- ЗАДАНИЕ
Пожалуйста, перепиши все записи ниже построчно в виде таблицы Markdown со столбцами «Номер» и «Строка», пропустив пустые строки. Изображения в таблицу не включай.

- ИСХОДНЫЕ ЗАПИСИ
○ ○ ○ ○

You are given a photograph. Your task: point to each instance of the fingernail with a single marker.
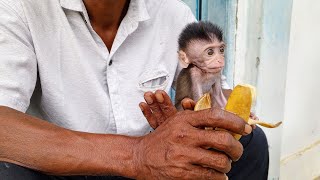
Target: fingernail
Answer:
(149, 99)
(247, 129)
(141, 107)
(159, 97)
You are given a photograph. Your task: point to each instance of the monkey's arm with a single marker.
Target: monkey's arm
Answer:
(183, 87)
(226, 92)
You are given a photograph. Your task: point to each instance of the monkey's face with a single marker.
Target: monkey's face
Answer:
(208, 56)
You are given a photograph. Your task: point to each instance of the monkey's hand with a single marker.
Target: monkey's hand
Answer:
(158, 107)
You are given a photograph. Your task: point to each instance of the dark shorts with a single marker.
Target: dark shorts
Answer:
(253, 165)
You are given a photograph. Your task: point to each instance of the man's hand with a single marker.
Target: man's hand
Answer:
(175, 150)
(159, 107)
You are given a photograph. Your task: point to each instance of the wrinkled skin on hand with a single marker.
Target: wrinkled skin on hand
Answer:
(177, 149)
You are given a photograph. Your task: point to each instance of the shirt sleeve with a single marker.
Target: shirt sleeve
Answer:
(18, 65)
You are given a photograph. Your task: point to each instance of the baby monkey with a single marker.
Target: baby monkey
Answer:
(201, 53)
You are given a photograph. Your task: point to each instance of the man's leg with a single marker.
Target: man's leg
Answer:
(10, 171)
(254, 163)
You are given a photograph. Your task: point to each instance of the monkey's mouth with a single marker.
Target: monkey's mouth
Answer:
(214, 70)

○ ○ ○ ○

- ОТВЕТ
| Номер | Строка |
|---|---|
| 1 | You are given a photograph. Your task: point to each instance of the fingernail with a single marker. |
| 2 | Target: fingernail |
| 3 | Answer: |
| 4 | (149, 99) |
| 5 | (247, 129) |
| 6 | (141, 107) |
| 7 | (159, 97) |
| 8 | You are given a photograph. Your task: point to each instance of the monkey's arm with a single marker. |
| 9 | Target: monkey's arm |
| 10 | Answer: |
| 11 | (183, 87) |
| 12 | (226, 92) |
| 13 | You are given a photograph. Your task: point to each instance of the monkey's face with a single marker. |
| 14 | Target: monkey's face |
| 15 | Answer: |
| 16 | (208, 56) |
| 17 | You are given a photograph. Your task: point to each instance of the monkey's hand with a single marker. |
| 18 | Target: monkey's hand |
| 19 | Answer: |
| 20 | (158, 107) |
| 21 | You are given a photograph. Your task: point to each instance of the dark shorts with a single marker. |
| 22 | Target: dark shorts |
| 23 | Answer: |
| 24 | (253, 165) |
| 25 | You are given a photograph. Your task: point to each instance of the man's hand with a single marker. |
| 26 | Target: man's hand |
| 27 | Answer: |
| 28 | (175, 150) |
| 29 | (159, 107) |
| 30 | You are given a photograph. Your task: point to each instance of the wrinkled skin on hand with a single marker. |
| 31 | Target: wrinkled skin on hand |
| 32 | Answer: |
| 33 | (177, 149) |
| 34 | You are given a photograph. Your task: point to each instance of the shirt sleeve with a single marker. |
| 35 | Target: shirt sleeve |
| 36 | Answer: |
| 37 | (18, 65) |
| 38 | You are given a photograph. Your task: point to each instance of the baby monkey with a single marker. |
| 39 | Target: baby monkey |
| 40 | Answer: |
| 41 | (201, 53) |
| 42 | You are given a photograph. Your task: point to each instance of the man's leg with a single marker. |
| 43 | Target: man's leg |
| 44 | Answer: |
| 45 | (10, 171) |
| 46 | (254, 163) |
| 47 | You are given a photograph. Your task: point to each instance of the monkey's mouth with a single marker. |
| 48 | Target: monkey's mouth |
| 49 | Answer: |
| 50 | (214, 70) |